• Work required: Convert the data below into a Markdown table with the columns "Row" and "Line", one row per line, numbering the rows and skipping any blank lines. Leave the pictures out of the table.

• Records for this task:
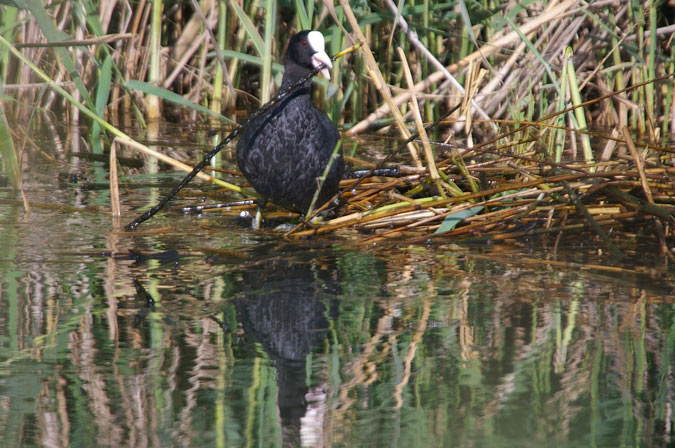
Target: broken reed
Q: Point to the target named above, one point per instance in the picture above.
(523, 69)
(524, 49)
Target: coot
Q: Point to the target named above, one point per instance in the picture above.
(283, 152)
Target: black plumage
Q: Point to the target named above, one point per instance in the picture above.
(283, 152)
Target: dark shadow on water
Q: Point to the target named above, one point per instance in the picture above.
(282, 309)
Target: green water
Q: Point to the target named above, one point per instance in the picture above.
(206, 333)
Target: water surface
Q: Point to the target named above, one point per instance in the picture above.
(200, 331)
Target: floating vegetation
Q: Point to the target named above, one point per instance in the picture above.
(563, 121)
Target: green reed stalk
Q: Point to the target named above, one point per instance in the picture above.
(669, 99)
(322, 179)
(651, 67)
(579, 111)
(216, 104)
(7, 149)
(104, 124)
(9, 16)
(559, 144)
(154, 74)
(270, 26)
(618, 74)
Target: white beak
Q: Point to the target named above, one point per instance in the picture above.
(320, 57)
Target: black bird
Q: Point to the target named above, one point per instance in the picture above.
(283, 152)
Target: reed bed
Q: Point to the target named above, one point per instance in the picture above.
(564, 109)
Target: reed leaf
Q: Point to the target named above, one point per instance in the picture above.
(55, 35)
(250, 28)
(168, 95)
(7, 149)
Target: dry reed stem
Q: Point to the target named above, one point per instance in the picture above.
(380, 84)
(638, 164)
(483, 52)
(428, 154)
(116, 209)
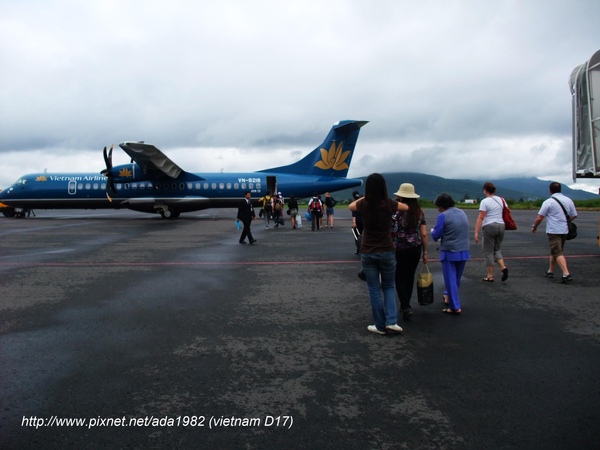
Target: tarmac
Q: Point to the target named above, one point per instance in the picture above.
(123, 330)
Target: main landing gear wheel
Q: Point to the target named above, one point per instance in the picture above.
(169, 214)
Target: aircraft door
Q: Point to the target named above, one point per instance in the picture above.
(272, 184)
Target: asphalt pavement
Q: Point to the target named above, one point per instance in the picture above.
(124, 330)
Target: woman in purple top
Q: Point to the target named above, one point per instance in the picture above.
(452, 227)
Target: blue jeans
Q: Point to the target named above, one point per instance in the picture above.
(380, 270)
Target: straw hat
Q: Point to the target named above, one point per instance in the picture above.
(406, 190)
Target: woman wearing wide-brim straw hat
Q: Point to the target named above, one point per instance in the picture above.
(409, 231)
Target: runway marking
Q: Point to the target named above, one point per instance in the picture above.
(234, 263)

• Correct output:
| Row | Line |
|---|---|
| 1 | Target: broken reed |
| 2 | Q: Point to the target named above, one point per instance in the picture above. |
| 3 | (523, 69) |
| 4 | (524, 49) |
| 5 | Target: coot |
| 6 | Q: Point to the target named above, one point per instance in the picture above. |
| 7 | (283, 152) |
| 8 | Target: black plumage |
| 9 | Q: Point to the target named above, one point per instance in the picture above. |
| 10 | (283, 152) |
| 11 | Target: dark shadow on water |
| 12 | Q: Point to the target named above, one point per instance in the picture above. |
| 13 | (282, 309) |
| 14 | Target: green water |
| 15 | Q: Point to the target named above, one point per instance in the picture above. |
| 16 | (206, 333) |
| 17 | Target: water surface |
| 18 | Q: Point to the target named above, one point per instance in the picture above. |
| 19 | (200, 331) |
| 20 | Target: floating vegetation |
| 21 | Q: Point to the target named above, one point per instance in the picture above. |
| 22 | (563, 121) |
| 23 | Target: green reed stalk |
| 24 | Q: Point to the target named above, one point per instance in the picture above. |
| 25 | (669, 99) |
| 26 | (322, 179) |
| 27 | (651, 67) |
| 28 | (579, 111) |
| 29 | (216, 104) |
| 30 | (7, 149) |
| 31 | (104, 124) |
| 32 | (9, 16) |
| 33 | (559, 144) |
| 34 | (154, 74) |
| 35 | (270, 26) |
| 36 | (618, 74) |
| 37 | Target: white beak |
| 38 | Q: Point to the target named above, one point per instance in the picture above. |
| 39 | (320, 57) |
| 40 | Target: black bird |
| 41 | Q: Point to the target named above, one point per instance in the picture above. |
| 42 | (283, 152) |
| 43 | Target: reed bed |
| 44 | Q: Point to the target named above, one point per instance in the picture above. |
| 45 | (564, 109) |
| 46 | Target: reed leaf |
| 47 | Q: Point to the target named above, one point per instance in the picture above. |
| 48 | (55, 35) |
| 49 | (250, 28) |
| 50 | (168, 95) |
| 51 | (7, 149) |
| 52 | Target: dry reed stem |
| 53 | Q: Point to the target named above, one point per instance in the picture above. |
| 54 | (380, 84) |
| 55 | (638, 164) |
| 56 | (483, 52) |
| 57 | (428, 154) |
| 58 | (116, 209) |
| 59 | Target: tarmac |
| 60 | Q: Point to the target named above, one point per instance in the picture above. |
| 61 | (123, 330) |
| 62 | Target: main landing gear wheel |
| 63 | Q: Point to the target named above, one point per instance in the picture above. |
| 64 | (169, 214) |
| 65 | Target: aircraft door |
| 66 | Q: Point to the target named above, one point per instance in the picture above. |
| 67 | (272, 184) |
| 68 | Target: asphalt pavement |
| 69 | Q: Point to the target named above, one point per instance in the picture above. |
| 70 | (124, 330) |
| 71 | Target: woman in purple top |
| 72 | Q: Point to the target named above, one point per instance in the picture above. |
| 73 | (452, 227) |
| 74 | Target: blue jeans |
| 75 | Q: Point to the target named above, one point per instance in the picture above. |
| 76 | (380, 270) |
| 77 | Target: straw hat |
| 78 | Q: Point to the target named above, one point per instance in the picture above. |
| 79 | (406, 190) |
| 80 | Target: woman wearing wide-brim straw hat |
| 81 | Q: Point to the target named above, one point per instance in the picture above. |
| 82 | (409, 231) |
| 83 | Target: runway marking |
| 84 | Q: Point to the target named above, one point per instance in the picture above. |
| 85 | (234, 263) |